*Consigne*: Recopiez mot pour mot, s'il vous plaît, le passage du texte sur les nudges qui commence par les mots contenant « - 1 Sophie Dubuisson-Quellier » et se termine par « du présent livre. ».

##### Texte à lire #####

Henri Bergeron, Patrick Castel, Sophie Dubuisson-Quellier, Jeanne Lazarus, Étienne Nouguez, Olivier Pilmis, Le biais comportementaliste
Texte intégral
1À l’heure où les sciences cognitives sont convoquées parmi les comités experts chargés de la conception des politiques publiques, cet ouvrage propose une analyse critique du recours aux nudges, cette « forme d’intervention sur et par les comportements » inspirée par l’économie comportementale (p. 5). Cette discipline s’est attachée à étudier les « biais cognitifs » des individus, définis comme des écarts aux décisions « optimales » du point de vue de la rationalité maximisatrice, et émet des prescriptions pour amener les individus à réorienter leurs comportements vers ce qui est jugé souhaitable sans que ceux-ci aient besoin d’y réfléchir ou d’en comprendre les enjeux. À titre d'exemple, considérer que les individus sont donneurs d’organes sauf s’ils ont demandé leur inscription au registre national des refus repose sur le « biais du statu quo », selon lequel les agents ont tendance à rester sur les choix définis par défaut. Réduire la taille des assiettes mises à disposition dans la restauration collective pour diminuer la consommation alimentaire et le gaspillage exploite le « biais de cadrage », qui prédit que les individus remplissent leurs assiettes au maximum de leur contenance.
- 1 Sophie Dubuisson-Quellier (dir.), Gouverner les conduites, Paris, Les Presses de Sciences Po, coll. (...)
- 2 https://lebiaiscomportementaliste.com/.
2Rédigé collectivement par six chercheurs et chercheuses du Centre de sociologie des organisations (CSO) de Sciences Po, cet opuscule approfondit des réflexions entamées dans un précédent ouvrage dirigé par Sophie Dubuisson-Quellier, où était identifiée l’émergence d’un nouveau paradigme de l’action publique, le « gouvernement des conduites individuelles »1. Selon cette analyse, les formes de régulation des marchés qui s’appuient sur les mécanismes marchands tendraient à se substituer à la loi ou la discipline. Les exemples n’étant pas développés dans Le biais comportementaliste, le lecteur est invité à se reporter aux études de cas dans l’ouvrage de 2016 et aux billets de blog2 qui ont accompagné la parution du présent livre.
- 3 American Economic Review, Quarterly Journal of Economics, Journal of Political Economy, Review of E (...)
- 4 Parce que les individus auraient des capacités de calcul limitées, et parce qu’ils doivent prendre (...)

##### Liste des données #####

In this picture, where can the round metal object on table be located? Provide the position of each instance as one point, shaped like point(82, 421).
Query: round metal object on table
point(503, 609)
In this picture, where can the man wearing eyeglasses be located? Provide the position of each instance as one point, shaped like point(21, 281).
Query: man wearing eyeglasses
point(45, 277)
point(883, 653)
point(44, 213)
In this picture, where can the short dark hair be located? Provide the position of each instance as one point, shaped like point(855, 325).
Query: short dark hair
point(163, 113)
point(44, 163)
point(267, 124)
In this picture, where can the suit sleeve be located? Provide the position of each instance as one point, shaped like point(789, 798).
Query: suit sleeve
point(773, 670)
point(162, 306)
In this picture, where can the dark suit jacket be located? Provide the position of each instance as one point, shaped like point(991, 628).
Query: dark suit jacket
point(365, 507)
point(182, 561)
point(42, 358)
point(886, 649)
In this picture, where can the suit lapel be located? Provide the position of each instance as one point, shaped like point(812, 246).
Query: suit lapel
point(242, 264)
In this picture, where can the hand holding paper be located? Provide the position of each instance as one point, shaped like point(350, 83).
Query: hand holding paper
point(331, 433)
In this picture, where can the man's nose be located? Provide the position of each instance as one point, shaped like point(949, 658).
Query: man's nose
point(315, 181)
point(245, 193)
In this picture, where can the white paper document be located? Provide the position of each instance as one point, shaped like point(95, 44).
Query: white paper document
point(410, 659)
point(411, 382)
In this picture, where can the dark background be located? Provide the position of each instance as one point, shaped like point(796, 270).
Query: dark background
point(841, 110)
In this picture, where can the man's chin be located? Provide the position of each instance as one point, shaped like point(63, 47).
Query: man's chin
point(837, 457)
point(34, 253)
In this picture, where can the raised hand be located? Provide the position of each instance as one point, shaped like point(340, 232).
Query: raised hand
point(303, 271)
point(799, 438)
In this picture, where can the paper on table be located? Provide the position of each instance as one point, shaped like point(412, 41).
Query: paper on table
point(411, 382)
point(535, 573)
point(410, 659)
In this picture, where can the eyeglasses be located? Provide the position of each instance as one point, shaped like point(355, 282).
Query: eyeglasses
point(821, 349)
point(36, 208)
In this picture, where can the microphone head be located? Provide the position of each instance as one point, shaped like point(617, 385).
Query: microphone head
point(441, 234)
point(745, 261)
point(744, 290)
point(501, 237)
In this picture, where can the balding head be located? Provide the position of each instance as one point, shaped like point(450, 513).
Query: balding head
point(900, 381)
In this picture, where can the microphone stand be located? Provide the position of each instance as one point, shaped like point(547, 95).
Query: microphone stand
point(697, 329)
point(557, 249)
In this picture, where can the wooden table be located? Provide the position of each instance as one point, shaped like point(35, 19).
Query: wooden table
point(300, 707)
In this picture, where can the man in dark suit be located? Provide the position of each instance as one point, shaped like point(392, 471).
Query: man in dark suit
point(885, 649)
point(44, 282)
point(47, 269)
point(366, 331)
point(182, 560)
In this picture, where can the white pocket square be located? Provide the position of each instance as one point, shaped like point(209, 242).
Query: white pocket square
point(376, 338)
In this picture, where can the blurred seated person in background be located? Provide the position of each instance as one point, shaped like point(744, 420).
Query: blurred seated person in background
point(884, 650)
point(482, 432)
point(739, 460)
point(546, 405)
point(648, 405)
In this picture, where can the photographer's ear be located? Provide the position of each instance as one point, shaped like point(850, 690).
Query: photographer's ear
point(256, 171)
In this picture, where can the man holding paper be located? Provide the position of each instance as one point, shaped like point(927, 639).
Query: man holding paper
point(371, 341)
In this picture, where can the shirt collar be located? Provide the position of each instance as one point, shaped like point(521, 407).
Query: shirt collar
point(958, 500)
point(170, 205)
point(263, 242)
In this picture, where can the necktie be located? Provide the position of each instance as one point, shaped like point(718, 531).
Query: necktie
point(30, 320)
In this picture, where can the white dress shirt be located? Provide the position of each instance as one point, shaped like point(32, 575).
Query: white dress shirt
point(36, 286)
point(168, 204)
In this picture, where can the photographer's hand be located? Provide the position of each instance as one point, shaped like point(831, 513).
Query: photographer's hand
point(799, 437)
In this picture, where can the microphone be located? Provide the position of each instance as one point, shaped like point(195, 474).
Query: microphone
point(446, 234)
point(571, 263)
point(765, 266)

#####

*Résultat obtenu*:
- 1 Sophie Dubuisson-Quellier (dir.), Gouverner les conduites, Paris, Les Presses de Sciences Po, coll. (...)
- 2 https://lebiaiscomportementaliste.com/.
2Rédigé collectivement par six chercheurs et chercheuses du Centre de sociologie des organisations (CSO) de Sciences Po, cet opuscule approfondit des réflexions entamées dans un précédent ouvrage dirigé par Sophie Dubuisson-Quellier, où était identifiée l’émergence d’un nouveau paradigme de l’action publique, le « gouvernement des conduites individuelles »1. Selon cette analyse, les formes de régulation des marchés qui s’appuient sur les mécanismes marchands tendraient à se substituer à la loi ou la discipline. Les exemples n’étant pas développés dans Le biais comportementaliste, le lecteur est invité à se reporter aux études de cas dans l’ouvrage de 2016 et aux billets de blog2 qui ont accompagné la parution du présent livre.